Your goal
Write out the whole listing again, exactly as given.

-------------------------

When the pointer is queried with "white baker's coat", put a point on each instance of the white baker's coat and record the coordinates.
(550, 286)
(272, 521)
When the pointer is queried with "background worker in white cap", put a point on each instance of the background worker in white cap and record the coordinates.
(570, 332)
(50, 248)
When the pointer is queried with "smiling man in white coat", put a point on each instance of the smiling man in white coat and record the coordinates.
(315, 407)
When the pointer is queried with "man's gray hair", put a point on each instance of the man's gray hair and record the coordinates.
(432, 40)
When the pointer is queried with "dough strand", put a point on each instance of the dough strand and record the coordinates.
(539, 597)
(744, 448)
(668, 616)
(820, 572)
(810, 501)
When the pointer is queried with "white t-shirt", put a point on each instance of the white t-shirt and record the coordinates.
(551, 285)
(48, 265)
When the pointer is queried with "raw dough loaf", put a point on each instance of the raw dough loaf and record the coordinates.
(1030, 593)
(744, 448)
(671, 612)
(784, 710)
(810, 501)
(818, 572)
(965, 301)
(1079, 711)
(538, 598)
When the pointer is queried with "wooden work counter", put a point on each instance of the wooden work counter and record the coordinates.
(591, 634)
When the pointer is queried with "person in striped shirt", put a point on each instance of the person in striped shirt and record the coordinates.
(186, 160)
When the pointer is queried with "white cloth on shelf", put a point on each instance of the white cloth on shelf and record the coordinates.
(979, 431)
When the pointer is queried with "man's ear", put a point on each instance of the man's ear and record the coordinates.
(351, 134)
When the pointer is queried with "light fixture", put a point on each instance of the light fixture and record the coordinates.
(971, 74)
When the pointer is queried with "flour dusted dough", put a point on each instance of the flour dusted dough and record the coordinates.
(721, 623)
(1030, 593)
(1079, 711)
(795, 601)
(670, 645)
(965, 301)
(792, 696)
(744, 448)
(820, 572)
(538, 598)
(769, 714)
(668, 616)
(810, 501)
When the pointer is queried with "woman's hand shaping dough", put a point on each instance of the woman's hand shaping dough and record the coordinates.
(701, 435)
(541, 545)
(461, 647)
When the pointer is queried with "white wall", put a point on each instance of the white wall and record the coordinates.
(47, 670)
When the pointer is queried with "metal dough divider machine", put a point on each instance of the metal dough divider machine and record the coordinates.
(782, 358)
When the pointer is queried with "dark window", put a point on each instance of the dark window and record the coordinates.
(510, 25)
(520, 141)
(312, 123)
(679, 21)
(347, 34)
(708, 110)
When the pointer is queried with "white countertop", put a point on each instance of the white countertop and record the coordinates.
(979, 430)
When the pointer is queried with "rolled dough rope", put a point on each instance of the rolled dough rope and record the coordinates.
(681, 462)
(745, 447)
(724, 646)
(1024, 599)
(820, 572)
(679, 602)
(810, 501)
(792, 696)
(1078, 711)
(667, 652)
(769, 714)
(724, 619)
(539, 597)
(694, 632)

-------------------------

Final result
When the pointer is queried with "white baker's coat", put a point on each instance of the white baker's coat and record the coordinates.
(550, 286)
(272, 521)
When the pointer is queried with "background worker in white cap", put a point on each instance of the background worker in white cap and record the coordinates.
(570, 332)
(50, 248)
When the pointer is queried with "smiling man in white coat", put a point on each instance of the smiling man in white coat and record the coordinates.
(315, 407)
When the pointer is queried with "man's gray hair", put a point on each instance of the man's gray hair and record the coordinates.
(432, 40)
When the pointer is queried with "dough strand", put a point on each instance of the dough strand and record the coordinates.
(539, 597)
(744, 448)
(668, 616)
(820, 572)
(810, 501)
When the pointer is queried with "white t-shirt", put a point on each instance of the white t-shirt and record the coordinates.
(551, 285)
(48, 265)
When the pointer is queried with "raw dough loaf", put a point on each instance of the raw dough loaf and record the coordinates.
(1030, 593)
(744, 448)
(671, 612)
(784, 710)
(810, 501)
(818, 572)
(965, 301)
(1079, 711)
(538, 598)
When the pointer is queried with "wooden work counter", put a point on each instance of the wooden work counter and record the coordinates.
(591, 634)
When the pointer is queried with "person in striped shirt", put a point on each instance of the person in striped shirt and record the coordinates.
(186, 160)
When the pointer is queried with "white cloth on shelf", put a point on each instance of the white cloth on shelf and record the coordinates.
(979, 431)
When the pointer is queried with "man's ear", put a point on each instance of the man's ear and record the coordinates.
(351, 134)
When the pointer is queried with "light fixture", put a point on each instance of the light fixture and record the coordinates.
(971, 74)
When the pointer is queried with "flour dusted dough", put a point on each instance of the flour dusted dough and record the coordinates.
(721, 623)
(1030, 593)
(1079, 711)
(795, 601)
(670, 645)
(965, 301)
(792, 696)
(744, 448)
(820, 572)
(538, 598)
(769, 714)
(668, 616)
(810, 501)
When the pointer is queried with "woman's hand shaping dough", put a point on each instance of the woman's hand shaping dough and record the coordinates.
(701, 435)
(541, 545)
(461, 647)
When the pointer is queried with "white wall", put a point on each instance of the white wall and record the coordinates.
(47, 670)
When the pointer is queried with "metal dough divider machine", put a point on each instance of the metal dough divider machine and record the coordinates.
(782, 358)
When the pointer is queried with "dark window", put a point on each instance of the dark window and record the coordinates.
(510, 25)
(520, 141)
(312, 123)
(679, 21)
(347, 34)
(708, 110)
When the pointer is queried with "white countertop", put a point on each instance of the white countertop and record the coordinates.
(979, 430)
When the pointer is queried with "rolled dough rope", put a point on each instance of the rolled dough rope and record the coordinates.
(681, 462)
(745, 447)
(724, 646)
(1024, 599)
(820, 572)
(679, 602)
(810, 501)
(792, 696)
(1078, 711)
(667, 652)
(769, 714)
(724, 619)
(539, 597)
(694, 632)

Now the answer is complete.